Gib aus dem Textauszug über Ägypten die Passage zwischen "Der Osiris-Tempel von" und "und vergänglich sind." einschließlich wortgetreu aus.

Vorgegebener Textauszug:
- - -
Der Osiris-Tempel von Philea © Margret Ruep
Der Tourist von heute bestaunt bei allen Tempeln zwischen Luxor und Abu Simbel die monumentale Architektur, die damit verbundene Bautechnik, das Wissen um den Jahreslauf, die Gestirne oder die Medizin, die aus den vielen bildhaften Darstellungen ersichtlich sind. Vor allem beeindruckt die Vielfalt derjenigen, die durch diesen Landstrich gezogen und auch wieder gegangen sind. Sinnbildlich dafür ist die Wüste, die überall sichtbar und spürbar ist und die gewiss ihren Anteil an der besonderen Mentalität der Menschen hat, dem Bewusstsein nämlich, dass die Dinge immer in Bewegung und vergänglich sind.
Süßer Tee, ein Baby und Fußballfans
Doch die Queen Tyi steuert nicht nur Gräber und Tempel an. Auf der Strecke von Luxor nach Assuan gibt es auch einige Möglichkeiten, die an dem schmalen Uferstreifen gelegenen Dörfer zu besuchen und mit den Menschen in Kontakt zu kommen.
- - -
(Zeilen zur Positionsbestimmung)
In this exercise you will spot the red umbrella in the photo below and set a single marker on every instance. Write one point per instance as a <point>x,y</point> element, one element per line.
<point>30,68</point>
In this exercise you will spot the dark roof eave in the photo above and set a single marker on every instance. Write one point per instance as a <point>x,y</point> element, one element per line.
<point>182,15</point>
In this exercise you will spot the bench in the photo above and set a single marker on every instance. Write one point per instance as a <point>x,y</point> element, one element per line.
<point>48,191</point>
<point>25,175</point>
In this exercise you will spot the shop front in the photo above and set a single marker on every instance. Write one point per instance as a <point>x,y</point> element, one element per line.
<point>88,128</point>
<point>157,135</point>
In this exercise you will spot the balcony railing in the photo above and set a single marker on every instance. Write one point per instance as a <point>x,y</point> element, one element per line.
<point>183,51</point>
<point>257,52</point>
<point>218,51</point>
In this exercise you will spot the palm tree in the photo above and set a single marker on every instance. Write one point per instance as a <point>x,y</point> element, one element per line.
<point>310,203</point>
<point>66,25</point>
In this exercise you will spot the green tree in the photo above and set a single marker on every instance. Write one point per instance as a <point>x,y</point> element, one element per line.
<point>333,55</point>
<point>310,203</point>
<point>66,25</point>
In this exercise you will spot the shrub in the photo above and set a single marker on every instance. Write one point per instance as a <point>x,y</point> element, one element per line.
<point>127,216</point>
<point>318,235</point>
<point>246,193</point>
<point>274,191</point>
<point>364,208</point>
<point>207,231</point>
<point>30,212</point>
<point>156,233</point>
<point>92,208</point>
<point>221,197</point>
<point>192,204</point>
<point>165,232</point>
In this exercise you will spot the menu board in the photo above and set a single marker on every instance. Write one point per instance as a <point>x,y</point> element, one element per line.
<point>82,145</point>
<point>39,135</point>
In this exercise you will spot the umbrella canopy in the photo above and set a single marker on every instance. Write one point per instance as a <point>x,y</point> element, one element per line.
- - -
Ergebnis der Aufgabe:
Der Osiris-Tempel von Philea © Margret Ruep
Der Tourist von heute bestaunt bei allen Tempeln zwischen Luxor und Abu Simbel die monumentale Architektur, die damit verbundene Bautechnik, das Wissen um den Jahreslauf, die Gestirne oder die Medizin, die aus den vielen bildhaften Darstellungen ersichtlich sind. Vor allem beeindruckt die Vielfalt derjenigen, die durch diesen Landstrich gezogen und auch wieder gegangen sind. Sinnbildlich dafür ist die Wüste, die überall sichtbar und spürbar ist und die gewiss ihren Anteil an der besonderen Mentalität der Menschen hat, dem Bewusstsein nämlich, dass die Dinge immer in Bewegung und vergänglich sind.